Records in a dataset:

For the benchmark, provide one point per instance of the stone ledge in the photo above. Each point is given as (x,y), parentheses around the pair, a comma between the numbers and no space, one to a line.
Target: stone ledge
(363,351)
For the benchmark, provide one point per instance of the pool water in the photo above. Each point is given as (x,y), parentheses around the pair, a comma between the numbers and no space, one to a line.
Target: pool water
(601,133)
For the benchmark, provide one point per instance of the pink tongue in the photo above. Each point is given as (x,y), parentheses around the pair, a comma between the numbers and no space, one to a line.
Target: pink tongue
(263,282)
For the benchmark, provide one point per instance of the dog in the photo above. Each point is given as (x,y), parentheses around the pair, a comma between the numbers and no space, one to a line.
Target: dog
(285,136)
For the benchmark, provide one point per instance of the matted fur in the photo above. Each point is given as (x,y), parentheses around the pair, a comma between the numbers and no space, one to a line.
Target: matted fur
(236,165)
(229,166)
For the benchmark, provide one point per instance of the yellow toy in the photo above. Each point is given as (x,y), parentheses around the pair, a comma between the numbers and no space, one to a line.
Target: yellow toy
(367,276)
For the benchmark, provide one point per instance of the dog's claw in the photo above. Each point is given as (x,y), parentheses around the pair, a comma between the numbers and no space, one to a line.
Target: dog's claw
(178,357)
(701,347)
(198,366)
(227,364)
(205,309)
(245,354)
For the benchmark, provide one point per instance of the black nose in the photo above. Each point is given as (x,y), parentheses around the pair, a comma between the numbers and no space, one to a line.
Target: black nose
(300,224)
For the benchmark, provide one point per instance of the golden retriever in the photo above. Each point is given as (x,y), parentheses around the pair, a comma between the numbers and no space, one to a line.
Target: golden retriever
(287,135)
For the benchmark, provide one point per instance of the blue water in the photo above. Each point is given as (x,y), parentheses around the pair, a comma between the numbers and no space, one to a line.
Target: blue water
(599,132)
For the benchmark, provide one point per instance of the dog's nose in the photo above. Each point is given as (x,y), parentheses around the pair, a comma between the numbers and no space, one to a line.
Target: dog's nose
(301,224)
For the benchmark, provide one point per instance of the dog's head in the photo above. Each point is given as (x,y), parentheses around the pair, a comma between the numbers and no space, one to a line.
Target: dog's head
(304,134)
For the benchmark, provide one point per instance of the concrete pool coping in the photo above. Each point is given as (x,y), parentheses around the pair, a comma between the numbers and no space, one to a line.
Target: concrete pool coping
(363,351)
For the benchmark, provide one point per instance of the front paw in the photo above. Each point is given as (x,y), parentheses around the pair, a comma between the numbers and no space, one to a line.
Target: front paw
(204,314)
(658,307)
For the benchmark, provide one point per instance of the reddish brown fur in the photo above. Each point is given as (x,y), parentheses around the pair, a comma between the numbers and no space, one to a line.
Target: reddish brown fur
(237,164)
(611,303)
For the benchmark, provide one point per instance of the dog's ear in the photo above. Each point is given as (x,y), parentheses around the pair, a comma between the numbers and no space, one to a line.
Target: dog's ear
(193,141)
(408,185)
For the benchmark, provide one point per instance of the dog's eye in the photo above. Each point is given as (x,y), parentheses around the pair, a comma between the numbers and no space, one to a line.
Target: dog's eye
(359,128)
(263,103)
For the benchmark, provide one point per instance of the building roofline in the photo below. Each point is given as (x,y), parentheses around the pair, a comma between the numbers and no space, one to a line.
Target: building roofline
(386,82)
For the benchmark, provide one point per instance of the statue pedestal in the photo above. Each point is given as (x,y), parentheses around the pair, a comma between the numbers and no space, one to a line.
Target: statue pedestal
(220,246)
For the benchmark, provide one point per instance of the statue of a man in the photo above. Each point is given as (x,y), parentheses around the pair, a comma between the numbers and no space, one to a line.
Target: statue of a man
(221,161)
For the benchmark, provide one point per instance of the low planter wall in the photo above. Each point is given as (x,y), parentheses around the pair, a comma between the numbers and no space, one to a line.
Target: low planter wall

__What needs to be done__. Rewrite the lines above as a numbered list, omitting any blank lines.

__Answer to the exercise__.
1. For the benchmark, provide one point per instance of the stone ledge in the photo above. Each point is given as (x,y), parentheses around the pair, a comma between the numbers and no space, one to a line.
2. Target: stone ledge
3. (363,351)
4. For the benchmark, provide one point per instance of the pool water in the photo above. Each point is given as (x,y), parentheses around the pair, a comma between the numbers and no space, one to a line.
5. Target: pool water
6. (601,133)
7. For the benchmark, provide one point per instance of the pink tongue in the photo above. Each point is given as (x,y), parentheses around the pair, a comma between the numbers and no space, one to a line.
8. Target: pink tongue
9. (263,282)
10. For the benchmark, provide one point per instance of the dog in the photo above. Each point is given as (x,y), parentheses around the pair, a comma between the numbers and no space, one to a line.
11. Target: dog
12. (285,136)
13. For the benchmark, provide one point per instance of the matted fur in the photo above. Each point is given as (x,y), parentheses around the pair, a comma between the numbers and no space, one to a line.
14. Target: matted fur
15. (236,165)
16. (229,166)
17. For the benchmark, provide one point per instance of the yellow toy in the photo above. Each point is given as (x,y), parentheses around the pair, a comma between the numbers and no space, one to a line.
18. Target: yellow toy
19. (367,276)
20. For the benchmark, provide one point per instance of the dog's claw in the photo above. Each point is given as (x,y), parentheses around the pair, a comma between the numbers and no space, one to a line.
21. Target: dog's claw
22. (178,357)
23. (701,347)
24. (198,366)
25. (227,364)
26. (205,309)
27. (245,354)
28. For the benchmark, provide one point per instance of the black nose in the photo above. Each point is given as (x,y), parentheses around the pair, a comma between the numbers and no space, one to a line.
29. Target: black nose
30. (300,224)
31. For the benchmark, provide one point per instance of the golden retriever in the photo above. Each point is given as (x,y), parentheses around the pair, a comma between the numbers and no space, one to a line.
32. Target: golden retriever
33. (287,135)
34. For the benchmark, provide one point per instance of the blue water in the photo above. Each point is given as (x,y), parentheses around the pair, a comma between the numbers and no space, one to a line.
35. Target: blue water
36. (599,132)
37. For the benchmark, provide one point per instance of the dog's nose in the photo above. Each point is given as (x,y), parentheses around the pair, a comma between the numbers and no space, one to a line.
38. Target: dog's nose
39. (301,224)
40. For the benchmark, provide one point per instance of the dog's head in the photo above. Each point is given as (x,y), parentheses around the pair, a comma between the numbers and no space, one to a line.
41. Target: dog's head
42. (304,134)
43. For the benchmark, provide one point per instance of the concrete pool coping in the photo above. Each point is given as (x,y), parentheses around the pair, a comma between the numbers and no space, one to a line.
44. Target: concrete pool coping
45. (363,351)
46. For the benchmark, provide one point per instance of the front paw in the photo above. Each point is given as (x,y), parentheses around the pair, a comma between the numbers and no space, one to a line.
47. Target: front paw
48. (204,314)
49. (658,307)
50. For the benchmark, provide one point per instance of the reddish brown fur in the photo above. Each point is given as (x,y), parentheses around the pair, a comma between the numbers and no space, one to a line.
51. Target: reddish brown fur
52. (237,164)
53. (611,303)
54. For the benchmark, provide one point per instance of the dog's ear in the photo above. Each point is given as (x,y), parentheses around the pair, a comma between the numbers and no space, one to a line.
55. Target: dog's ear
56. (193,141)
57. (408,185)
58. For the benchmark, provide one point per instance of the dog's eye in the photo above. Each point is given as (x,y), parentheses around the pair, a comma between the numbers and no space, one to a line.
59. Target: dog's eye
60. (359,128)
61. (263,103)
62. For the benchmark, provide one point per instance of the building roofline in the photo below. Each point is given as (x,y), parentheses around the pair, a comma between the numbers and no space, one to a line.
63. Target: building roofline
64. (386,82)
65. For the benchmark, provide one point per instance of the statue pedestal in the photo above. Each point is given as (x,y), parentheses around the pair, a comma between the numbers and no space, one to a line.
66. Target: statue pedestal
67. (220,246)
68. For the benchmark, provide one point per instance of the statue of a man in the photo above. Each point is given as (x,y), parentheses around the pair, a comma between the numbers and no space, one to a line.
69. Target: statue of a man
70. (221,161)
71. For the benchmark, provide one point per instance of the low planter wall in the photo above. Each point is given as (x,y), parentheses around the pair, a comma between the numbers and no space, one to a line.
72. Target: low planter wall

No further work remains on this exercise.